_Given text_
How to Screw Up in Paris: What Nobody Bothered to Tell Me About Living Abroad Posted by Transparent Language on Jan 15, 2014 in Language Learning
If you’ve read my other blogs you know that I am an old guy who is trying to learn – really, really learn – a language other than my mother tongue. It’s been an embarrassingly large number of years (yes, years) since I stuck that first tentative toe in the water of “French 101” at the Harvard Extension School.
Since then, I have spent a total of nearly a year living in France (almost all in Paris), in annual six-week chunks, throughout the past eight years. I have tried hard not to be a tourist or a visitor, but have done my best just to become a local, living like the locals live – and always in the local language.
But it turns out one needs more than the language to get along as more than a tourist. Tourists are tolerated. They are expected to be ignorant of the niceties of social intercourse in the places they visit, but they are not admired for that lack.

_Records supplied_
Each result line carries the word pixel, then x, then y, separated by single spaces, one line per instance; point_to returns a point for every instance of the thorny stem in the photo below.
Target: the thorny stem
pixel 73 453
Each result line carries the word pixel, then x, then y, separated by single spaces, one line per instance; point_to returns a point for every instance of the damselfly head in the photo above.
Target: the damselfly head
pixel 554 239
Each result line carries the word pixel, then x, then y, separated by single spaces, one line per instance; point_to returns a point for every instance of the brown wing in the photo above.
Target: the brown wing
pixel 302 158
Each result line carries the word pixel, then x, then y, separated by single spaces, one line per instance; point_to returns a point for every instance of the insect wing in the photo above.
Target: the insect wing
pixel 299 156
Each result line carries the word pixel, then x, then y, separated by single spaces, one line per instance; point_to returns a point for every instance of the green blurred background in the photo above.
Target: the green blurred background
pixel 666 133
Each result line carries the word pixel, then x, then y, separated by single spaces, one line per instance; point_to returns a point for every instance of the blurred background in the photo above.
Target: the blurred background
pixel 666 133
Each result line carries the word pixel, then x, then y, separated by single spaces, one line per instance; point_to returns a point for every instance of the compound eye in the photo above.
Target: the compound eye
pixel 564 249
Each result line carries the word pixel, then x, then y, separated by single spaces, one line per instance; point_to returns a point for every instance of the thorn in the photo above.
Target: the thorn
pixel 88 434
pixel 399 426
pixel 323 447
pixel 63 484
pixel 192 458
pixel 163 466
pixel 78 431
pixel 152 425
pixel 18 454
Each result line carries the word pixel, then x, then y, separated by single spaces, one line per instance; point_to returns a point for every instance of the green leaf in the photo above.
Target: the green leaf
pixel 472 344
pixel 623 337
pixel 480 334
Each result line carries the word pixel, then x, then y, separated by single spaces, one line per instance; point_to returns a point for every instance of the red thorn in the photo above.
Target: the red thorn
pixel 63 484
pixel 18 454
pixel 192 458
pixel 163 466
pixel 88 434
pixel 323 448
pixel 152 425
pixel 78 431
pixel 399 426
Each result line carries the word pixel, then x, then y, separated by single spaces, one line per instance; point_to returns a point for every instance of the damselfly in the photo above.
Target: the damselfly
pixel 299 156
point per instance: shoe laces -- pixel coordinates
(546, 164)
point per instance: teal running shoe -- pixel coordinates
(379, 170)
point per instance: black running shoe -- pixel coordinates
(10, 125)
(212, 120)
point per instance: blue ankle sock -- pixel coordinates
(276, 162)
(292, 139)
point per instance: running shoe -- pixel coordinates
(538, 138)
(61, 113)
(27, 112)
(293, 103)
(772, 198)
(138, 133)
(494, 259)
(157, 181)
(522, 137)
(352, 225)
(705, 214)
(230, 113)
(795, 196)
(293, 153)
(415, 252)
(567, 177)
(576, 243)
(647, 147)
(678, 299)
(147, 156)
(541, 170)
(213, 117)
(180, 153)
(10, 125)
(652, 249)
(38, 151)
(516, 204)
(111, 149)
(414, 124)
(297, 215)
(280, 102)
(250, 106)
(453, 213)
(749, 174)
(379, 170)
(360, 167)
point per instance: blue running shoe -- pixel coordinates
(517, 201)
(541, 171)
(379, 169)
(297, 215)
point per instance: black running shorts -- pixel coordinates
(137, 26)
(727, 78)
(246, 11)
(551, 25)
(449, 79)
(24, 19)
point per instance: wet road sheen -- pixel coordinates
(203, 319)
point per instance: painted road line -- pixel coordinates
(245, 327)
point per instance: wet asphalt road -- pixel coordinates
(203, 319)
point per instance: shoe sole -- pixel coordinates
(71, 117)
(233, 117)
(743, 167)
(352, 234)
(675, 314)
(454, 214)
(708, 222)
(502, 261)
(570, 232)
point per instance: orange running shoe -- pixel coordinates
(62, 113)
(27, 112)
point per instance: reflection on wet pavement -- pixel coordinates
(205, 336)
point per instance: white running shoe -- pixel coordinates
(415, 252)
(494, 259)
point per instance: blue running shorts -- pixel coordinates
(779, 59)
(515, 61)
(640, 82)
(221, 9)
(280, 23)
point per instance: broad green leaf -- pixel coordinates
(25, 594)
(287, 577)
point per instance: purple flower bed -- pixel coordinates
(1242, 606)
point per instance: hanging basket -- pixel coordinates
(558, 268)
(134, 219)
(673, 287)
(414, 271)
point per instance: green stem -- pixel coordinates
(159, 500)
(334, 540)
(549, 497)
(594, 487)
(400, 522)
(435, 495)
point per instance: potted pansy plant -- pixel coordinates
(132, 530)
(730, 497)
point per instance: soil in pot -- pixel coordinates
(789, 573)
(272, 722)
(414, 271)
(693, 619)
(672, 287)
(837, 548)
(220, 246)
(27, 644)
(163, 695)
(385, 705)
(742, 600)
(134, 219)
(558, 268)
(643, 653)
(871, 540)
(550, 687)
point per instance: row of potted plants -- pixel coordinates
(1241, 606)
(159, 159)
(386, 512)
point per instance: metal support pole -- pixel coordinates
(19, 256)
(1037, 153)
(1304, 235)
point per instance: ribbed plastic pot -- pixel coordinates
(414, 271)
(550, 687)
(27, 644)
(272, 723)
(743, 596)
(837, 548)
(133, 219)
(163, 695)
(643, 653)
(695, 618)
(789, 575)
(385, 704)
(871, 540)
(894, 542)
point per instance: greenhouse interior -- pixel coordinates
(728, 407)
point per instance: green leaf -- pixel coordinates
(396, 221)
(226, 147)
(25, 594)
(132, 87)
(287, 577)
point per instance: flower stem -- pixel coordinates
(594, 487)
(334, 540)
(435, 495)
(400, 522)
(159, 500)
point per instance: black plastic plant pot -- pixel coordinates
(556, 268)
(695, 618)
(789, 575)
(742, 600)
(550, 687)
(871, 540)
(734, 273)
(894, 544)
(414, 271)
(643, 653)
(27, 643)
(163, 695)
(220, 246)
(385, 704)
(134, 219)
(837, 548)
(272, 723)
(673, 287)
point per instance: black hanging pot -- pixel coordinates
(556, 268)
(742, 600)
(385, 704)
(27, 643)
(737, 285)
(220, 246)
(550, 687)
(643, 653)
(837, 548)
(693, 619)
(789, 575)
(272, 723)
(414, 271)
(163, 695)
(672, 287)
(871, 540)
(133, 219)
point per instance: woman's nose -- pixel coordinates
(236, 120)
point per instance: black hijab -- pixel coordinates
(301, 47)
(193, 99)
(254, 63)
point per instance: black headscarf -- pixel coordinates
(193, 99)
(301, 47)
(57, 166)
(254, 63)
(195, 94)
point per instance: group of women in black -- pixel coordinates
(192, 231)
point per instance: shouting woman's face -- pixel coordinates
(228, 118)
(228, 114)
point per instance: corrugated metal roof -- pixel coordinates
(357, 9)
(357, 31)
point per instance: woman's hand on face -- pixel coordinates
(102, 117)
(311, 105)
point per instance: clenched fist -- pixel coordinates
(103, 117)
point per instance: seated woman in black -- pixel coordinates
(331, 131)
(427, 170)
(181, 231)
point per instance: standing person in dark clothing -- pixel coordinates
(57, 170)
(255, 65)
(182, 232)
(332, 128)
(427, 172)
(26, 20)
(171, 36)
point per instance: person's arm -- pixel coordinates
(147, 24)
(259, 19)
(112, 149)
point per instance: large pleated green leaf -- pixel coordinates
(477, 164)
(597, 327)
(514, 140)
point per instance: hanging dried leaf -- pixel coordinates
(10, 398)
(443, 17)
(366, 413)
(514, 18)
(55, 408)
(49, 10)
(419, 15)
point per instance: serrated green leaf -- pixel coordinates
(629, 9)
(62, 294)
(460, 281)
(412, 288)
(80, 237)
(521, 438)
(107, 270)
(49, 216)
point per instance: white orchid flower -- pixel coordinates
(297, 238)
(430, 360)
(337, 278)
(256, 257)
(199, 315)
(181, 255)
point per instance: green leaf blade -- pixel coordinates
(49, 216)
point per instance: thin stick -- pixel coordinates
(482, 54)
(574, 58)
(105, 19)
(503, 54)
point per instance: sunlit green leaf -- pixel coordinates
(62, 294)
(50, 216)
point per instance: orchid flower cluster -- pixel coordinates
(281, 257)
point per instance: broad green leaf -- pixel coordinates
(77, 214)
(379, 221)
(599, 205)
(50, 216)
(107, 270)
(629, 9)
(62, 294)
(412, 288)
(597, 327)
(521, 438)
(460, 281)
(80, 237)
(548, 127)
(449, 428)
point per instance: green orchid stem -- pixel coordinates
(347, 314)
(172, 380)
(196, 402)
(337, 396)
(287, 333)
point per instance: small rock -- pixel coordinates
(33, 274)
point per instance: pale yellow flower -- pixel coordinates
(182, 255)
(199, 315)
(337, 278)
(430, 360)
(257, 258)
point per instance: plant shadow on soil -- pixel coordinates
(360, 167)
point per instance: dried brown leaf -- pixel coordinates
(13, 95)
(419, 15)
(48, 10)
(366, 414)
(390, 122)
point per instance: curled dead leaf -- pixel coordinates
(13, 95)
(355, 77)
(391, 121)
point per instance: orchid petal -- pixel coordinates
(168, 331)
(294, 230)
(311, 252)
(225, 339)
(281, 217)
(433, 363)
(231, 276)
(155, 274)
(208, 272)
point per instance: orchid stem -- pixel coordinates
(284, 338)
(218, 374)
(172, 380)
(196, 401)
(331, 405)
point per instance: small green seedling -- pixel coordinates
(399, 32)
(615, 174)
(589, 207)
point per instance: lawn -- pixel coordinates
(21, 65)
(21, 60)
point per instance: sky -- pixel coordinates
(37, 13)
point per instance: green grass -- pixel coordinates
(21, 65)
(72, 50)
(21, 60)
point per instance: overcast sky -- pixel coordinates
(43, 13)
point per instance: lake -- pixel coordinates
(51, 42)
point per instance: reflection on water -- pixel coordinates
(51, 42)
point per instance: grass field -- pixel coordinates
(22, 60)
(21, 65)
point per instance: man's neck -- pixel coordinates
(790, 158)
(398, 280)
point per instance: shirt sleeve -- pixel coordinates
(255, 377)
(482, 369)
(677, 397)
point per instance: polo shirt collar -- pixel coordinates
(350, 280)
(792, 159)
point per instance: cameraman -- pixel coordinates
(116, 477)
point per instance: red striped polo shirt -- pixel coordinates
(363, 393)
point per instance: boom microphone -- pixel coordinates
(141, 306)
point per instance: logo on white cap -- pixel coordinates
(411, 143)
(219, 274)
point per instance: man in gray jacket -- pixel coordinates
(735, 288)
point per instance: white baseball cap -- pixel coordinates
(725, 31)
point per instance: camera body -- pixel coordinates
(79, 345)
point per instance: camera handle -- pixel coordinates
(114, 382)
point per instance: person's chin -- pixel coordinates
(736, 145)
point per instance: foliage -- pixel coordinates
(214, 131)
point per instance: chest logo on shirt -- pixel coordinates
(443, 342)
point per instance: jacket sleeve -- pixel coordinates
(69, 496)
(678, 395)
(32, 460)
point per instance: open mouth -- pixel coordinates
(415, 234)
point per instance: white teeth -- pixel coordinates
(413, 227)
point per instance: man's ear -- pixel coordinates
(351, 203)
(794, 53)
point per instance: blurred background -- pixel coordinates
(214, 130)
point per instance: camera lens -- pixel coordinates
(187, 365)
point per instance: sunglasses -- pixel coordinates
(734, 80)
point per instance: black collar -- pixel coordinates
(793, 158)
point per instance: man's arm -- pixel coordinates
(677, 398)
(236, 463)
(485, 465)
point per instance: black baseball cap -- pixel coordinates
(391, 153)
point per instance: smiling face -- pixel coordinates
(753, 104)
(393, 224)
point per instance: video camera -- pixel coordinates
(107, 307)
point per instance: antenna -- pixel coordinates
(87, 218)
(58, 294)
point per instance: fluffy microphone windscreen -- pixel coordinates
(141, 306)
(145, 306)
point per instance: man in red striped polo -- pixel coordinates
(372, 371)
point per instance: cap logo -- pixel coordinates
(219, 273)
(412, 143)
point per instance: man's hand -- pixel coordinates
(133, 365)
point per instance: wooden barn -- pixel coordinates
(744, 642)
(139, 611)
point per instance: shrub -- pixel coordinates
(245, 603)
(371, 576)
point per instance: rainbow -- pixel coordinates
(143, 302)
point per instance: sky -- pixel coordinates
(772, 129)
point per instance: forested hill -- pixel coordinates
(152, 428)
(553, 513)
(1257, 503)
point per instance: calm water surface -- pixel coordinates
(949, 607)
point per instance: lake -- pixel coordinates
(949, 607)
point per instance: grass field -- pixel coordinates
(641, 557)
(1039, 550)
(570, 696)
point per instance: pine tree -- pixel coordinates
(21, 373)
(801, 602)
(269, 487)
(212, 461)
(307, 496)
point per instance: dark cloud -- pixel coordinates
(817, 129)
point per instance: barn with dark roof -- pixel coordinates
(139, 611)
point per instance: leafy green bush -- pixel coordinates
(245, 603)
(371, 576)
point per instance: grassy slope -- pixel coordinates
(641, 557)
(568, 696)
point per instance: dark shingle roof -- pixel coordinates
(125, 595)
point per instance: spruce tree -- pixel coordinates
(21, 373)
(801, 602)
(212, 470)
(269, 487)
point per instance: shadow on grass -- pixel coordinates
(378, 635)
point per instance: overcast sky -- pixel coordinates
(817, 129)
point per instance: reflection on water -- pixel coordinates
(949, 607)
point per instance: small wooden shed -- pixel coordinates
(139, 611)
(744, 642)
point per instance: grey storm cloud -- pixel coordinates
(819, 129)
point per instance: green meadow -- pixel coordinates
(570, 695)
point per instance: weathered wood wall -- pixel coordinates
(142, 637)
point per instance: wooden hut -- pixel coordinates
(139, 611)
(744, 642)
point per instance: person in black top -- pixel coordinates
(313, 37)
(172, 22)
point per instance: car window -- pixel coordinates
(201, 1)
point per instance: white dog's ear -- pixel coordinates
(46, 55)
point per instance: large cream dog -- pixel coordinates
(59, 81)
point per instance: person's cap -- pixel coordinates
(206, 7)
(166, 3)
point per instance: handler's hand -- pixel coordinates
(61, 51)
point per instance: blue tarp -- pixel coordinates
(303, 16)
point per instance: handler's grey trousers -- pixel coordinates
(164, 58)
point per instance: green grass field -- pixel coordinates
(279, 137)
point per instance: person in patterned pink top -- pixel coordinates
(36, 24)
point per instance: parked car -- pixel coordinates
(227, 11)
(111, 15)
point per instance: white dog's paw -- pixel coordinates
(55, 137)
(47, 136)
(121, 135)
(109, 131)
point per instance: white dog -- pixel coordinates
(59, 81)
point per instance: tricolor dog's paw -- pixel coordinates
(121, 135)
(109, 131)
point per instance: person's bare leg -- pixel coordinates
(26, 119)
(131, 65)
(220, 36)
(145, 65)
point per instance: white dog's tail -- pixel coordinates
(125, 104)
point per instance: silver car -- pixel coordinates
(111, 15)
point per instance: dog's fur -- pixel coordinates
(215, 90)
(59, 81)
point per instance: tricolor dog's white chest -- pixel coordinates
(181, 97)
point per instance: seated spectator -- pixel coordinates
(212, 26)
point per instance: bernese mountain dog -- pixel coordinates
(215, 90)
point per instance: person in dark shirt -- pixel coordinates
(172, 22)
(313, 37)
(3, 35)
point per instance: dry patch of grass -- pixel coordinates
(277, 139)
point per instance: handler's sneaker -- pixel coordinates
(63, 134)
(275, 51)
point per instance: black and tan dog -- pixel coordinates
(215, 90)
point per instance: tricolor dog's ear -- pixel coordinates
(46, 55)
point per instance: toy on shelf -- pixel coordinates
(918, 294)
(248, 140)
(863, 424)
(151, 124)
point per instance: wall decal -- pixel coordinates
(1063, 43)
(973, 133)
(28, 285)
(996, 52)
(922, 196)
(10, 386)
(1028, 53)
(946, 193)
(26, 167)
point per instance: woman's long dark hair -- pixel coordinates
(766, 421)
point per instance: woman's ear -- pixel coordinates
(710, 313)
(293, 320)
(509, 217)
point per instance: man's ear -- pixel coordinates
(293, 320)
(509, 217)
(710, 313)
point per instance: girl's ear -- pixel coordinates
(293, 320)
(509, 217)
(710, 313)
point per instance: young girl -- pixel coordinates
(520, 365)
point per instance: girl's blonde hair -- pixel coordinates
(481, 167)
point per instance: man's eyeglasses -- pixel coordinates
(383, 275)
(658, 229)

_Short exercise 1_
Find each line of the listing that contains the word "flower" and copy those lines out.
_Short exercise 2_
Write the next part of the blog post about learning French and living in Paris, starting right after its final sentence.

_Written answer 1_
point per instance: purple flower bed -- pixel coordinates
point per instance: flower stem -- pixel coordinates
point per instance: white orchid flower -- pixel coordinates
point per instance: orchid flower cluster -- pixel coordinates
point per instance: pale yellow flower -- pixel coordinates

_Written answer 2_
In a place like Paris – as with many places in the world – if an American walked into a shop and opened with a courteous “I’d like to buy a scarf, please,” the salesperson probably wouldn’t even blink. She/he would respond politely, most often in serviceable, if not excellent, English, and get on with selling you a very nice scarf. But as the customer passed out of the store, the salesperson would likely be feeling something between annoyance and disdain for pathetic Americans, who not only are stubbornly monolingual, but who also don’t even know the first elements of proper behavior.
“La politesse” (good manners, politeness) is really important in France, and no less so in public places and among strangers than among people who are acquainted. In French culture, there are a number of – often minor, but surprisingly important – cultural nuances that an avid French learner should be made aware of. For example:
- Bonjour, monsieur/madame: Our scarf purchaser, above, should have entered the shop, headed for the salesperson while nodding a “Bonjour, madame” or “Bonjour, monsieur” to any other shoppers encountered along the way. Then, being sure to open with the magic (and mandatory!) “Bonjour, madame/monsieur”*, he/she could launch into business.
*Helpful Hint: “Bonjour” spoken alone can sound a bit curt, so it’s “Bonjour” plus a name, if you have one, or if not, then “Bonjour madame” or “Bonjour monsieur.”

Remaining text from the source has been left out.